■ TASK DETAILS
Render the listing, from the line with "Question. For every instance of the espresso machine group" through the end of the listing, as a Markdown table with the columns Row and Line. Number each line and leave out any blank lines.

** BEGIN INPUT ROWS **

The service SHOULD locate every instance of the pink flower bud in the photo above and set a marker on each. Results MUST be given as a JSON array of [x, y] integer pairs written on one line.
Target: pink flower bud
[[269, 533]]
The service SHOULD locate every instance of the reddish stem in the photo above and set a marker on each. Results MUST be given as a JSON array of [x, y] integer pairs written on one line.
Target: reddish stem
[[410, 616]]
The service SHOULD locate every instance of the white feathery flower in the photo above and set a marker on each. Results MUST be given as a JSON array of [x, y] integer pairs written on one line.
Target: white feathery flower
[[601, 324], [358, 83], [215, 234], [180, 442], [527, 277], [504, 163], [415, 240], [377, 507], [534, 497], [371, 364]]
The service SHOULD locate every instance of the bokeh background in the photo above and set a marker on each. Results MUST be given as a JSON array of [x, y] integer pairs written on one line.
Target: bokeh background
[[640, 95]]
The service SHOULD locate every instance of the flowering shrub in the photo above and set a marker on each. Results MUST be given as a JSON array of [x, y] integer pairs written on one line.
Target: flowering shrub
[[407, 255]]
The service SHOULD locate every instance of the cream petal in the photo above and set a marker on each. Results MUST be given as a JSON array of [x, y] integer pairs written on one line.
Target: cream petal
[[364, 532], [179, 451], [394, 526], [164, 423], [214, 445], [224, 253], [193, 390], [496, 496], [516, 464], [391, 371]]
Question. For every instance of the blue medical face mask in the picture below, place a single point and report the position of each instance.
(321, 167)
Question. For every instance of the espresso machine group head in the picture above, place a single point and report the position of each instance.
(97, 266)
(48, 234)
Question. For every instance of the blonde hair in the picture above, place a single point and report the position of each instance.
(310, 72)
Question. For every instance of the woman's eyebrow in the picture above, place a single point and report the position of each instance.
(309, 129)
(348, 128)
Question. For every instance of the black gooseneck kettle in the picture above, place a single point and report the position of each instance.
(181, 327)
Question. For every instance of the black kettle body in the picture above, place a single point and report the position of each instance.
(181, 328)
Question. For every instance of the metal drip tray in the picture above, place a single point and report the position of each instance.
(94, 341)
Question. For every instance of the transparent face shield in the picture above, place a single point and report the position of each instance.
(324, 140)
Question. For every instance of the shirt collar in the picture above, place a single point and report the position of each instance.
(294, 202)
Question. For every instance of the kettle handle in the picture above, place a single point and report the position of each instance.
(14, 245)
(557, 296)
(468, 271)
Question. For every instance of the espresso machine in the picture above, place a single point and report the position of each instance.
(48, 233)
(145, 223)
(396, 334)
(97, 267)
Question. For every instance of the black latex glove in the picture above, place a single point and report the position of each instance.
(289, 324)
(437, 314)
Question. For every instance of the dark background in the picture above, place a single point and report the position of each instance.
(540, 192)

** END INPUT ROWS **

■ TASK ANSWER
| Row | Line |
|---|---|
| 1 | Question. For every instance of the espresso machine group head in the picture above, place a single point and report the position of each instance. |
| 2 | (97, 266) |
| 3 | (48, 234) |
| 4 | Question. For every instance of the blonde hair in the picture above, place a single point and report the position of each instance. |
| 5 | (310, 72) |
| 6 | Question. For every instance of the woman's eyebrow in the picture above, place a single point and report the position of each instance. |
| 7 | (309, 129) |
| 8 | (348, 128) |
| 9 | Question. For every instance of the black gooseneck kettle in the picture above, place a single point and report the position of each instance. |
| 10 | (181, 327) |
| 11 | Question. For every instance of the black kettle body in the picture above, place a single point and report the position of each instance. |
| 12 | (181, 328) |
| 13 | Question. For every instance of the metal drip tray in the picture above, place a single point and report the position of each instance. |
| 14 | (94, 341) |
| 15 | Question. For every instance of the transparent face shield in the picture above, place a single point and report the position of each instance. |
| 16 | (324, 140) |
| 17 | Question. For every instance of the shirt collar in the picture above, place a single point and report the position of each instance. |
| 18 | (294, 202) |
| 19 | Question. For every instance of the kettle handle in the picture above, place a single point and report the position of each instance. |
| 20 | (14, 245) |
| 21 | (557, 296) |
| 22 | (468, 271) |
| 23 | Question. For every instance of the espresso machine in the picture above, place a single point and report the position of each instance. |
| 24 | (48, 233) |
| 25 | (145, 223) |
| 26 | (396, 334) |
| 27 | (97, 267) |
| 28 | Question. For every instance of the black latex glove in the picture above, place a single point and report the position of each instance. |
| 29 | (289, 324) |
| 30 | (437, 314) |
| 31 | Question. For every instance of the dark background in the picture above, place a single point and report the position of each instance. |
| 32 | (540, 192) |